------ Provided information

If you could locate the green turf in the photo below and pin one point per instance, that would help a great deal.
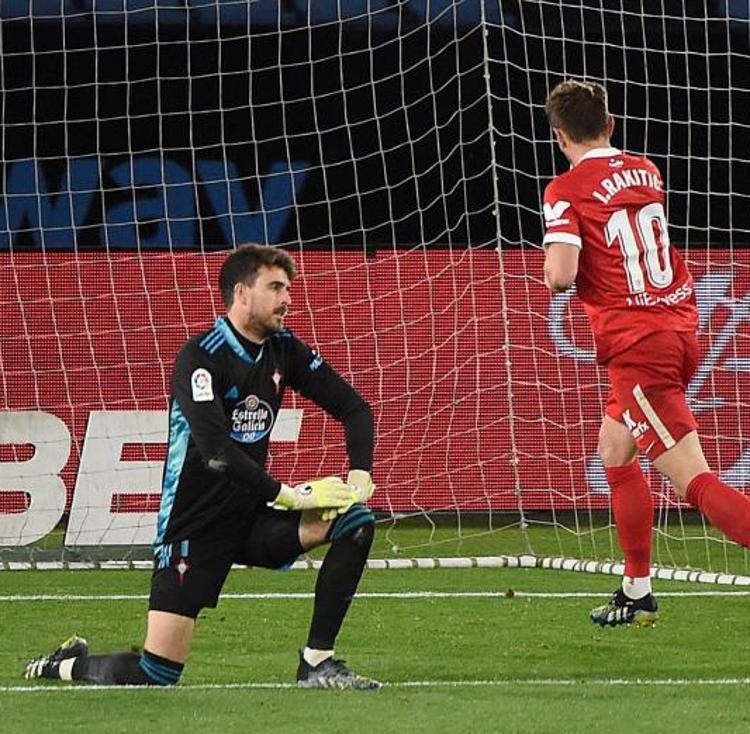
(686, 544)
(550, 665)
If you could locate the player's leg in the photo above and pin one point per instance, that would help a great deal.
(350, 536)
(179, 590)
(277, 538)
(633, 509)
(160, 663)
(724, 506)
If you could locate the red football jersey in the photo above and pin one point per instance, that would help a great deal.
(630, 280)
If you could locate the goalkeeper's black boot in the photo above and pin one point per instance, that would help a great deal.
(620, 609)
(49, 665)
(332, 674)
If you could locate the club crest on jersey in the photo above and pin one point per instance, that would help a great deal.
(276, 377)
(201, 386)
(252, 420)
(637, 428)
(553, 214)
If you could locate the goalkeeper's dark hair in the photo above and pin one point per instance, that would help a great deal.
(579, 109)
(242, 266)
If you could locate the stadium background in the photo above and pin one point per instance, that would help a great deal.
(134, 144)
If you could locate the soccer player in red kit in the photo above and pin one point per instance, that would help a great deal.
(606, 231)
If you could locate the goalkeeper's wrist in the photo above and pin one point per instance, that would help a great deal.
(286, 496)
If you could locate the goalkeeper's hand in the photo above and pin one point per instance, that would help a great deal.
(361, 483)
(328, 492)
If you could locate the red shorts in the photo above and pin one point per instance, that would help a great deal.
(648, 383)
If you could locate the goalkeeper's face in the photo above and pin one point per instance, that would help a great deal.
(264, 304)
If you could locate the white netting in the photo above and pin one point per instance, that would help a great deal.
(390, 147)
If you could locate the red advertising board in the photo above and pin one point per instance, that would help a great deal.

------------

None of the pictures should be reproduced; all other material above must be set down exactly.

If you could locate the green turf in the photo below and pin one point per instance, that would help a great deal.
(686, 544)
(550, 665)
If you could locate the player's leg in the photo above and pin one point per instance, that would help a great deal.
(350, 536)
(179, 590)
(277, 538)
(633, 509)
(160, 663)
(724, 506)
If you could locate the red football jersey in the photo above and pin one point per instance, that would help a great deal.
(630, 280)
If you could locate the goalkeeper's black boot in the photo above and pin one point per instance, that would help a great deal.
(620, 609)
(49, 665)
(332, 674)
If you could locate the club crest on jersey in the photo above and pin one point per instance, that would help a great deal.
(276, 377)
(201, 386)
(252, 420)
(637, 428)
(553, 214)
If you could locate the goalkeeper's dark hair in the photo above and pin one point per instance, that would help a great deal.
(579, 109)
(242, 266)
If you could locate the stadium background in the photo above and pin one point per instance, that would help a great deal.
(134, 144)
If you could locate the soccer player in red kit in the photo above and pin one point per instance, that would help a great deal.
(606, 231)
If you could locate the goalkeeper's wrist in the photo above and pin one point per instance, that would help a great deal.
(286, 496)
If you could locate the goalkeeper's hand in the photo above and pin one point per instance, that would help a great deal.
(361, 483)
(328, 492)
If you could locate the red shorts in the photo above and pin one point per instance, that would help a great deal.
(648, 383)
If you could locate the goalkeeper's face in the photo above and pin one point per instance, that would help a great deal.
(264, 304)
If you could locate the white netting in the photo above and pin one point per instance, that would help a great deal.
(390, 147)
If you could locate the red advertising board in the photo above and pin one point per instance, that would help a great deal.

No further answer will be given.